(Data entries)
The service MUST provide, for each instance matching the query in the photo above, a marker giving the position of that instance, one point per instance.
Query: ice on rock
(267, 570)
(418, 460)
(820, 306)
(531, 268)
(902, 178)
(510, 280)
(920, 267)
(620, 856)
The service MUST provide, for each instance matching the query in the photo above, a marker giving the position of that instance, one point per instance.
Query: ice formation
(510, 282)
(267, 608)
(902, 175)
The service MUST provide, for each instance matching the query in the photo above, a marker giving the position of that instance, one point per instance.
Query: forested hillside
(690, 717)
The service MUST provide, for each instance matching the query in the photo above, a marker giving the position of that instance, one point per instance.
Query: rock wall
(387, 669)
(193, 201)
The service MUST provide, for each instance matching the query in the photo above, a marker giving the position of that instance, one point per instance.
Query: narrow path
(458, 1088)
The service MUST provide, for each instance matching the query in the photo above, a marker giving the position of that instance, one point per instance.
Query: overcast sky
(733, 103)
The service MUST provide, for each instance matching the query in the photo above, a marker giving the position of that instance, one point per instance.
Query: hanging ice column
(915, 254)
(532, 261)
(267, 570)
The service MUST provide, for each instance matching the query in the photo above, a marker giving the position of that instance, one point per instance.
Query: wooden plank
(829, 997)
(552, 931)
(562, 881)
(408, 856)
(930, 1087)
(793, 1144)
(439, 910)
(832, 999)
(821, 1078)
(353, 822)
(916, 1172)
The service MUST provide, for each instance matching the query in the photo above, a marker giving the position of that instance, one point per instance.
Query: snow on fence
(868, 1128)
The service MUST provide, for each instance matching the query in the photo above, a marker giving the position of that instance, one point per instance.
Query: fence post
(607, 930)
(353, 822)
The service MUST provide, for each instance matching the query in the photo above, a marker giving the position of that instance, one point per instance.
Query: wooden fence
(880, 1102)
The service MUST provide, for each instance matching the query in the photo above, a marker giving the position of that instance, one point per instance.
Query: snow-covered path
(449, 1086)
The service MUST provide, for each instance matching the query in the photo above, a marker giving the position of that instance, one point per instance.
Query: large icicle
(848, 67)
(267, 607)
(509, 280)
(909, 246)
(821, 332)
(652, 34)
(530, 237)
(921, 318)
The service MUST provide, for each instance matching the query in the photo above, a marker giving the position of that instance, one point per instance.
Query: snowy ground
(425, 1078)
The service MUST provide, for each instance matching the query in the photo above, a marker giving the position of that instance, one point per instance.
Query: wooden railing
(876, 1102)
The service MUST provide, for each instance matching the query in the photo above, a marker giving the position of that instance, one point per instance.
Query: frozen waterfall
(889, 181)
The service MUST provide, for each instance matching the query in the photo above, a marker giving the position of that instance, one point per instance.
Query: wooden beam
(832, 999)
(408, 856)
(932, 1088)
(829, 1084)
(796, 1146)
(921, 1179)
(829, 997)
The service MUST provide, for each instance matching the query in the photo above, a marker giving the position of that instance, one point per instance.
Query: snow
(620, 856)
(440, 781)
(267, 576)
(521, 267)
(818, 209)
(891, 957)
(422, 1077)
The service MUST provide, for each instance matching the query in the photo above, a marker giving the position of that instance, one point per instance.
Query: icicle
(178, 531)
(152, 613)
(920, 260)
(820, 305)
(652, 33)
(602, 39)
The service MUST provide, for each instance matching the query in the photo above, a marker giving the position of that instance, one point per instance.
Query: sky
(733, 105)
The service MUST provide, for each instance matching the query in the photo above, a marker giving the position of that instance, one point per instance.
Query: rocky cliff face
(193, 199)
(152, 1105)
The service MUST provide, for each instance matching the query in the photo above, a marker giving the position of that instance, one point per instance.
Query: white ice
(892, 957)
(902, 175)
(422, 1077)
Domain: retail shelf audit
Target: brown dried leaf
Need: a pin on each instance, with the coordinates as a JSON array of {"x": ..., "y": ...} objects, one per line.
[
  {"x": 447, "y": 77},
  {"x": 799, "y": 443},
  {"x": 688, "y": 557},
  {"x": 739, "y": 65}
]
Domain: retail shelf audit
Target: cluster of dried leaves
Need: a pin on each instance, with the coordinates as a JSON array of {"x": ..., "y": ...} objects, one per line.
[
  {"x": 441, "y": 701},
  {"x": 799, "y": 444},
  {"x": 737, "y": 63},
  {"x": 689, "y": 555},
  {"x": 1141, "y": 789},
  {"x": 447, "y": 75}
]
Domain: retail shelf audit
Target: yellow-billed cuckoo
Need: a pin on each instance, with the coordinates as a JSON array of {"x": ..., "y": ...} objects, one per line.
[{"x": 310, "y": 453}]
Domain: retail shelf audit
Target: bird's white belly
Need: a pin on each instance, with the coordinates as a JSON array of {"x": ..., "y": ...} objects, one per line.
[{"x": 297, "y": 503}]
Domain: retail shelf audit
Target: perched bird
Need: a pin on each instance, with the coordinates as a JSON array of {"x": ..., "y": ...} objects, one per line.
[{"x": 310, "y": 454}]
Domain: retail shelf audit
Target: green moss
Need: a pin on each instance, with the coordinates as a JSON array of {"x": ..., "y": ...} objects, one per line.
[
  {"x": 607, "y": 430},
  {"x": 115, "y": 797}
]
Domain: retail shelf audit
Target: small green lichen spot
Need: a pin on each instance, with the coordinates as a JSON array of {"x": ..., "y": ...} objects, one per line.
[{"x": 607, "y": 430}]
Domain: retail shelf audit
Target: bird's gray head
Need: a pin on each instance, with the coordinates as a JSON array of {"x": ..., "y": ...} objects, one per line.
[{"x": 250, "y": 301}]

**PROBLEM:**
Copy every entry exactly, leaving nothing out.

**RESULT:**
The service MUST provide, for each instance matching the query in the photo above, a marker giving the position of that instance, one point per instance.
Query: ice on rock
(267, 570)
(418, 460)
(820, 306)
(531, 268)
(902, 178)
(510, 280)
(920, 267)
(620, 856)
The service MUST provide, for each instance matching the query in the photo above, a marker giving the position of that instance, one point per instance.
Query: ice formation
(510, 282)
(267, 608)
(902, 175)
The service MUST provide, for each instance matching the query in the photo above, a marker giving the position of that instance, one point per instance.
Query: forested hillside
(690, 717)
The service MUST provide, for each instance matching the query in the photo above, a marker giving the position of that instance, one point per instance.
Query: rock wall
(387, 669)
(193, 201)
The service MUST provide, for each instance matching the query in the photo above, a marker giving the position of that instance, one point per instance.
Query: narrow path
(458, 1088)
The service MUST provide, for each instance matching the query in the photo above, a marker giving the position of that instance, one point per instance.
Query: overcast sky
(733, 103)
The service MUST provide, for each instance matching the query in the photo above, a marker giving the position of that instance, one point per instance.
Query: hanging ice column
(915, 254)
(532, 261)
(267, 570)
The service MUST provide, for each instance matching the query in the photo above, a marker giving the position of that instance, one point per instance.
Query: wooden plank
(829, 997)
(552, 931)
(562, 881)
(408, 856)
(930, 1087)
(793, 1144)
(439, 910)
(832, 999)
(821, 1078)
(353, 822)
(916, 1172)
The service MUST provide, for each instance matching the query in the photo above, a marker giving the position of that instance, one point per instance.
Query: snow on fence
(868, 1128)
The service MUST provide, for each instance matching the query in the photo above, a marker giving the position of that instance, one point per instance.
Query: fence post
(607, 930)
(353, 822)
The service MUST provide, for each instance matching the query in the photo above, a marker giving the position of that instance, one point per instance.
Query: wooden fence
(880, 1102)
The service MUST provide, for each instance matching the query in the photo above, a marker giving the position of that instance, one point per instance.
Query: snow-covered path
(449, 1086)
The service MUST provide, for each instance matching the query in the photo above, a marker giving the position of that instance, one point per instance.
Query: large icicle
(848, 67)
(267, 607)
(509, 280)
(909, 246)
(821, 332)
(652, 34)
(530, 237)
(921, 318)
The service MUST provide, for each instance matching the query in the photo above, a marker giving the position of that instance, one point per instance.
Query: snowy ground
(425, 1078)
The service MUST provide, for each instance matching the query in the photo above, a marker giving the position of that instance, one point per instance.
Query: wooden railing
(876, 1102)
The service MUST provide, for each instance matching the query in the photo above, a marker giving the position of that instance, one point per instance.
Query: frozen waterfall
(889, 181)
The service MUST provide, for each instance matching the query in the photo above, a marker giving the position of that instance, one point per instance.
Query: wooden beam
(832, 999)
(408, 856)
(932, 1088)
(829, 1084)
(796, 1146)
(921, 1179)
(829, 997)
The service MUST provide, for each instance matching the query in the photo above, a marker giving the position of that instance, one point per instance.
Query: snow
(620, 856)
(440, 781)
(267, 576)
(521, 267)
(818, 209)
(891, 957)
(422, 1077)
The service MUST provide, for each instance matching the query in the photo above, a marker giving the position of that instance, one point per instance.
Query: icicle
(178, 531)
(152, 613)
(920, 260)
(820, 305)
(652, 33)
(602, 39)
The service MUST provide, for each instance matching the query in the photo above, a marker giving the position of that instance, one point per instance.
Query: sky
(733, 105)
The service MUST provide, for each instance matching the query in the photo above, a marker giving the position of that instance, one point per instance.
Query: rocky cliff face
(193, 199)
(152, 1105)
The service MUST provide, for each instance matching the query in the photo above, a marker giving the position of that instance, one point per instance.
Query: white ice
(892, 957)
(902, 175)
(422, 1077)
Domain: retail shelf audit
Target: brown dried leaf
Need: a pin on each instance, with the coordinates as a JSON array of {"x": ..., "y": ...} objects, one per line.
[
  {"x": 447, "y": 77},
  {"x": 799, "y": 443},
  {"x": 688, "y": 557},
  {"x": 739, "y": 65}
]
Domain: retail shelf audit
Target: cluster of dried leaves
Need: a pin on each instance, with the coordinates as a JSON array of {"x": ..., "y": ...} objects, one per line.
[
  {"x": 441, "y": 701},
  {"x": 799, "y": 444},
  {"x": 737, "y": 63},
  {"x": 689, "y": 555},
  {"x": 1141, "y": 789},
  {"x": 447, "y": 75}
]
Domain: retail shelf audit
Target: yellow-billed cuckoo
Need: a pin on each instance, with the coordinates as a JSON array of {"x": ..., "y": ...} objects, one per line.
[{"x": 310, "y": 453}]
Domain: retail shelf audit
Target: bird's white belly
Need: a pin on each instance, with the coordinates as a JSON array of {"x": ..., "y": ...} objects, one per line.
[{"x": 297, "y": 503}]
Domain: retail shelf audit
Target: perched bird
Need: a pin on each instance, with the coordinates as a JSON array of {"x": ..., "y": ...} objects, one per line.
[{"x": 310, "y": 454}]
Domain: retail shelf audit
Target: green moss
Need: a pin on each instance, with the coordinates as a JSON array of {"x": ..., "y": ...} objects, one per line.
[
  {"x": 607, "y": 430},
  {"x": 115, "y": 797}
]
Domain: retail shelf audit
Target: small green lichen spot
Need: a pin on each instance, with the coordinates as a JSON array of {"x": ..., "y": ...} objects, one per line.
[{"x": 607, "y": 430}]
Domain: retail shelf audit
Target: bird's gray head
Need: a pin on each instance, with the coordinates as a JSON array of {"x": ..., "y": ...} objects, one per line.
[{"x": 250, "y": 301}]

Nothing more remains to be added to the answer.